Work request:
Type out each record word for word. Pictures stay out.

Recorded data:
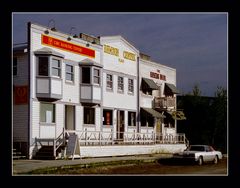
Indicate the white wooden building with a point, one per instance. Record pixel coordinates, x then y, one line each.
100 88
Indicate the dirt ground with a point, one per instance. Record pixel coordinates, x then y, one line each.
157 168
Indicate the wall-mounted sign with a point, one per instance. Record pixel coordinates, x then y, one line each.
120 60
157 76
53 42
129 55
111 50
21 94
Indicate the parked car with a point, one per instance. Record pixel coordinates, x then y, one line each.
199 154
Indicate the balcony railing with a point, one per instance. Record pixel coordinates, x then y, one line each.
164 102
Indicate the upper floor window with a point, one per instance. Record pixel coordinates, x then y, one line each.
14 66
56 67
131 118
96 76
120 84
89 115
130 85
86 75
109 82
47 112
69 72
43 66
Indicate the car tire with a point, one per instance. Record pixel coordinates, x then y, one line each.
215 161
200 161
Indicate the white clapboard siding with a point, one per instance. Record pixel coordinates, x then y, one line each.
20 122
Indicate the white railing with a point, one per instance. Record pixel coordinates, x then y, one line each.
87 138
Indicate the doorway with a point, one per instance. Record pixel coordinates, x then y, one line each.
120 124
69 117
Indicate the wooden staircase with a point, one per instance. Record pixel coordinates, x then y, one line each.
47 153
17 154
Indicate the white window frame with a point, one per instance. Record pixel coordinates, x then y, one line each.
15 66
131 86
98 77
120 84
69 73
109 81
57 68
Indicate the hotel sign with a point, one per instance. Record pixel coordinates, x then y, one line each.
60 44
115 51
157 75
128 55
111 50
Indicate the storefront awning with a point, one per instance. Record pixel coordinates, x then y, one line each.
150 83
154 113
177 115
172 88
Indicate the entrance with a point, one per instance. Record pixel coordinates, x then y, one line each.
69 117
120 124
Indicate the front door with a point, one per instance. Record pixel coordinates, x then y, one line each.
120 124
69 117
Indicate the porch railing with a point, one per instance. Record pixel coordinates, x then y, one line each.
87 138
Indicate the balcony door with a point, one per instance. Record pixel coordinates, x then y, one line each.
69 117
120 124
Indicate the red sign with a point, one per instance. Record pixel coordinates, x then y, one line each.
21 94
53 42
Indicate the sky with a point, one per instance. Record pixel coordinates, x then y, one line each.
195 44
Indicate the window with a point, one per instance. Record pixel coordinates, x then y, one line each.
56 68
97 76
14 66
109 82
69 72
43 66
131 118
47 112
120 84
89 115
86 75
107 117
130 85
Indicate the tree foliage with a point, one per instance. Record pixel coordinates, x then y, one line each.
206 118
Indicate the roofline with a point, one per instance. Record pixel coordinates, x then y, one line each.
122 38
156 64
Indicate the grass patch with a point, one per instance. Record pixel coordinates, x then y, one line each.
92 168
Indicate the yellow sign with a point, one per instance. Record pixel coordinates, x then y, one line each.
111 50
128 55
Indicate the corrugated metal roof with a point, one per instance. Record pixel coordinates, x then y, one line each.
154 113
172 88
150 83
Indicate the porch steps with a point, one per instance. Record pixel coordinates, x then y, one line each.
17 154
46 153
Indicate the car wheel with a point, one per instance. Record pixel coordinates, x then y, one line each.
200 161
215 161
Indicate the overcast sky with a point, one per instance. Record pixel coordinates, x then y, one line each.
193 43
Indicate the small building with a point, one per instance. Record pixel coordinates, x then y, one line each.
101 89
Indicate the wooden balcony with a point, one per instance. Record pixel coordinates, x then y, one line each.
164 102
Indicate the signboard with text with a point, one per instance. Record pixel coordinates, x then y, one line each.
63 45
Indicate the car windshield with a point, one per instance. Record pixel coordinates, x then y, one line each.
196 148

Response box:
Indicate the white wooden building with a point, one per instance. Record pixel coordinates, x then y, one line each.
100 88
Indicate the dirt ground with a point, one per instance. Record pixel coordinates, x then y, one line each.
157 168
Indicate the wall-mounted sign with a point, one per instance. Record pixel coordinates, x then y, one line each.
120 60
157 76
53 42
129 55
111 50
21 94
Indicate the parked car with a point, one per instance. Record pixel coordinates, x then y, one line each.
199 154
Indicate the balcony railing with a point, one per instance. Record pixel coordinates, x then y, one line each.
164 102
Indicate the upper floor window with a point, one per instance. Record pixel coordinates, x then y, one line each.
14 66
56 67
131 118
96 76
120 84
89 115
130 85
86 75
109 82
47 112
69 72
43 66
Indicate the car tire with a point, one per instance. Record pixel coordinates, x then y, one line each.
215 161
200 161
Indicate the white clapboard siding with a point, one per instance. Record pixel coordinates, x then y, one line each.
20 122
Indicate the white railing with a point, one per instance. Record pixel coordinates, x then y, one line each.
87 138
Indicate the doorway with a point, one per instance. Record pixel coordinates, x then y, one line each.
120 124
69 117
Indicate the wooden staircase with a point, one per instance. Record pixel coordinates, x then y, one line each.
47 153
17 154
Indicate the white window frame with a point, one per instance. Record pixel coordinates, x then y, one line each.
15 66
131 86
98 77
120 84
69 73
109 81
57 68
Indicate the hotel sign with a point, one per instance. Record pixel coordinates, x then y, one line each.
60 44
115 51
157 75
128 55
111 50
Indicate the storefront awning with a point, one per instance. Record pixel coordinates, x then y, one line each.
150 83
154 113
177 115
172 88
Indicate the entrance with a point, one per instance. Record pixel coordinates, x then y, one line each.
69 117
120 124
Indicate the front door with a point, one per instance. Record pixel coordinates, x then y, one line each.
120 124
69 117
Indicate the porch railing with a point, one per instance. Record pixel coordinates, x then y, one line each.
87 138
Indicate the balcony door with a point, one per instance. Record pixel coordinates, x then y, one line each.
69 117
120 124
Indicate the red sign with a point, one per instance. Record pixel coordinates, x then y, one line each.
21 94
53 42
Indicate the sky with a point, one per instance. Record pixel coordinates, x then y, one line each.
195 44
Indicate the window with a point, one per instance. Record pixel coordinates, x then y, one line each.
56 68
97 76
14 66
109 82
69 72
43 66
131 118
47 112
120 84
89 115
86 75
107 117
130 85
Indicate the tree foliage with a point, one per instance. Record pixel coordinates, x then y, one line each.
206 118
Indicate the roofline with a point, one per instance. Record pixel coordinates, x then y, one line each.
122 38
156 64
Indicate the grass patch with a point, one per instance. Record pixel coordinates, x then y, one line each.
92 168
Indicate the yellow sign with a point, one per instance. Record pixel coordinates, x then y, one line each.
111 50
128 55
Indicate the corrugated metal roof with a point, one per instance. Record pixel coordinates, x then y, one line each.
154 113
172 88
150 83
Indicate the porch steps with a point, one per instance. Record pixel coordinates, x then y, one line each.
17 154
46 153
Indicate the car wheel with a point, one per instance. Record pixel coordinates, x then y, one line each.
200 161
215 161
Indicate the overcast sky with a point, one per instance. Record pixel coordinates, x then y, one line each.
193 43
Indicate the small building with a point, one per instance. Record pixel coordinates, x then y, one line each.
101 89
Indicate the wooden balcony with a point, one per instance. Record pixel coordinates, x then y, one line each.
164 102
Indicate the signboard with text with a point, one per instance. Record pixel coordinates, x then y, one line each.
63 45
Indicate the car windshield with a point, one per instance. Record pixel coordinates, x then y, one line each.
196 148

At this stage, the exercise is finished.